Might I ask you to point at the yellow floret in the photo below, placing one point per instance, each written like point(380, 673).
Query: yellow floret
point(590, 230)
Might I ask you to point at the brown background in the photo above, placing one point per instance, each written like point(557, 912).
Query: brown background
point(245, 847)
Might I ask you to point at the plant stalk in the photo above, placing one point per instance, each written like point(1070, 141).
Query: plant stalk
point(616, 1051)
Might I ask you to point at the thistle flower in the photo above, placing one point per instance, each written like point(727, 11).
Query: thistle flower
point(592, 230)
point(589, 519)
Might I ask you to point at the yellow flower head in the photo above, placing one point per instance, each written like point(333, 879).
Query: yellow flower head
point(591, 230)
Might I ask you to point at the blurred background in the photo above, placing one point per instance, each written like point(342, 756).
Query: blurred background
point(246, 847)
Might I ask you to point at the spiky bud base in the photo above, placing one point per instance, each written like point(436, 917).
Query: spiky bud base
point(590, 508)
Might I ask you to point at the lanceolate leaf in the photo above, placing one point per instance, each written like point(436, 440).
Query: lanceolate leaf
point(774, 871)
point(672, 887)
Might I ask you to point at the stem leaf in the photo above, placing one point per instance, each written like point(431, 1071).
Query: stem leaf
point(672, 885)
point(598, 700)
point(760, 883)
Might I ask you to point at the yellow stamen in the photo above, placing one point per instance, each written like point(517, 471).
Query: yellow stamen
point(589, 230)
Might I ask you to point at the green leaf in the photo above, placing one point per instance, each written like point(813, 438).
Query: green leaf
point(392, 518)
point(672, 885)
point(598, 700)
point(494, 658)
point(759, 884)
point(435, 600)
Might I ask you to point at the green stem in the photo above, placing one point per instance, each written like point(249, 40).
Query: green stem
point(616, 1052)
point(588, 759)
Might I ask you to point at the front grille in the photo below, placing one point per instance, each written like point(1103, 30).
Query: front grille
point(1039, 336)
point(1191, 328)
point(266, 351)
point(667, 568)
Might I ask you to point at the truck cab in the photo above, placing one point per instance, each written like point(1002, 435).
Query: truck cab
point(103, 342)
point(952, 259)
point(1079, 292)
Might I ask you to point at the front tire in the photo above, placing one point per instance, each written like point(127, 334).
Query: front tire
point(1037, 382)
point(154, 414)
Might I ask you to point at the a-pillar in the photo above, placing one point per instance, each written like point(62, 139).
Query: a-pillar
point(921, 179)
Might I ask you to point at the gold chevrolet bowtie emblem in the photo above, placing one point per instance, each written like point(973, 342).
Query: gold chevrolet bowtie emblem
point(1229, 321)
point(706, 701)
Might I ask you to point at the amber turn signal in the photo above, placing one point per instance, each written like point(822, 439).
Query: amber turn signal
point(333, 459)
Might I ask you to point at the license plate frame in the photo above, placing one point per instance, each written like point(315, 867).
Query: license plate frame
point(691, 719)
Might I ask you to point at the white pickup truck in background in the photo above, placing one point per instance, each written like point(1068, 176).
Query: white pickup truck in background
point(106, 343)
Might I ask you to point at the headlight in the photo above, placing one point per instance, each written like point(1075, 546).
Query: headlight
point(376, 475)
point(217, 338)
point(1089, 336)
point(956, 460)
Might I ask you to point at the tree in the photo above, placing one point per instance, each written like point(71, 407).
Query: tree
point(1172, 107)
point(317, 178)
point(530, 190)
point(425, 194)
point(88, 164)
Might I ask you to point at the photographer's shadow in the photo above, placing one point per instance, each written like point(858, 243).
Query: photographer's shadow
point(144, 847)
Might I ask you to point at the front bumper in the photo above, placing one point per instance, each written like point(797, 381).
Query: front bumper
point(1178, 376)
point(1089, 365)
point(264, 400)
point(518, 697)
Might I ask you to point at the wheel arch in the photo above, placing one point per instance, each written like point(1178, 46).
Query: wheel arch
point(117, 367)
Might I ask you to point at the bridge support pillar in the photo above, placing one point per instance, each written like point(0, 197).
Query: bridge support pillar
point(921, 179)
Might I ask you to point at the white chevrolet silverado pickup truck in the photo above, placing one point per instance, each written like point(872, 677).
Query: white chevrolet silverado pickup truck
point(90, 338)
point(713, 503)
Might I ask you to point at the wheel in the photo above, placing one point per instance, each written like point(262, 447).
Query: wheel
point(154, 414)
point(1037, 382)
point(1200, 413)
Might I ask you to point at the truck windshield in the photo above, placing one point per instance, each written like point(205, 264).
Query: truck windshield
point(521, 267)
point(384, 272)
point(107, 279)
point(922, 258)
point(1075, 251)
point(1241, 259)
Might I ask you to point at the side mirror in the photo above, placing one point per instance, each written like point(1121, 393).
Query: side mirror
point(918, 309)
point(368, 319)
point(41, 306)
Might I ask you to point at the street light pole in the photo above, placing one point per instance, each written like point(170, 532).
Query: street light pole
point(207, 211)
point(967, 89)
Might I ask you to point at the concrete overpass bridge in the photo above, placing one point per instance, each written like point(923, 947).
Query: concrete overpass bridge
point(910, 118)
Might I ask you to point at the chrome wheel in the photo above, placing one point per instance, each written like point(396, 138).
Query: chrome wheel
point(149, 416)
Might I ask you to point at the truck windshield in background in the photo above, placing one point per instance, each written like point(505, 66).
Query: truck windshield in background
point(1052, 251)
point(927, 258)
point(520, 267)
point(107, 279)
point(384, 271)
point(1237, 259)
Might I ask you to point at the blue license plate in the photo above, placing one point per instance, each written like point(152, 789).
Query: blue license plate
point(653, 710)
☆ ☆ ☆ ☆
[DIRECTIONS FOR THIS TASK]
Reproduce the listing above verbatim, everything from the line containing "Might I ask you to point at the front grille" down to the line containing "point(106, 343)", both of those lines included.

[RESULT OF THE TASK]
Might I ask you to point at the front grille in the photo below, placing one point per instance, each written like point(1103, 30).
Query: front grille
point(1039, 336)
point(1191, 328)
point(266, 351)
point(667, 568)
Might I ask you to point at the truck cab in the photo above, placing one point per instance, each written like point(1002, 435).
Query: truck cab
point(103, 342)
point(952, 259)
point(1079, 292)
Might I ask you to point at the front tire in the photo above, placing one point per instance, each written like point(127, 334).
Query: front tire
point(1037, 382)
point(154, 414)
Might I ask you to point at the a-pillar in the photo above, placing one point per instance, each written like point(62, 139).
Query: a-pillar
point(921, 179)
Might I ask you to point at the gold chevrolet bowtie emblem in the photo above, placing one point per instance, each written like point(973, 342).
Query: gold chevrolet bowtie emblem
point(1229, 321)
point(706, 701)
Might I ask you to point at the amber turn signal in the photo above, placing one point per instance, each written like point(822, 439).
Query: amber turn signal
point(333, 459)
Might I ask you to point at the license plate frame in the photo above, placing one point per instance, each written like point(315, 867).
Query: license plate frame
point(691, 719)
Might I ask you to point at the white pickup truck in background in the photo above, placing one point per instance, each written like point(1068, 176).
Query: white pickup truck in background
point(106, 343)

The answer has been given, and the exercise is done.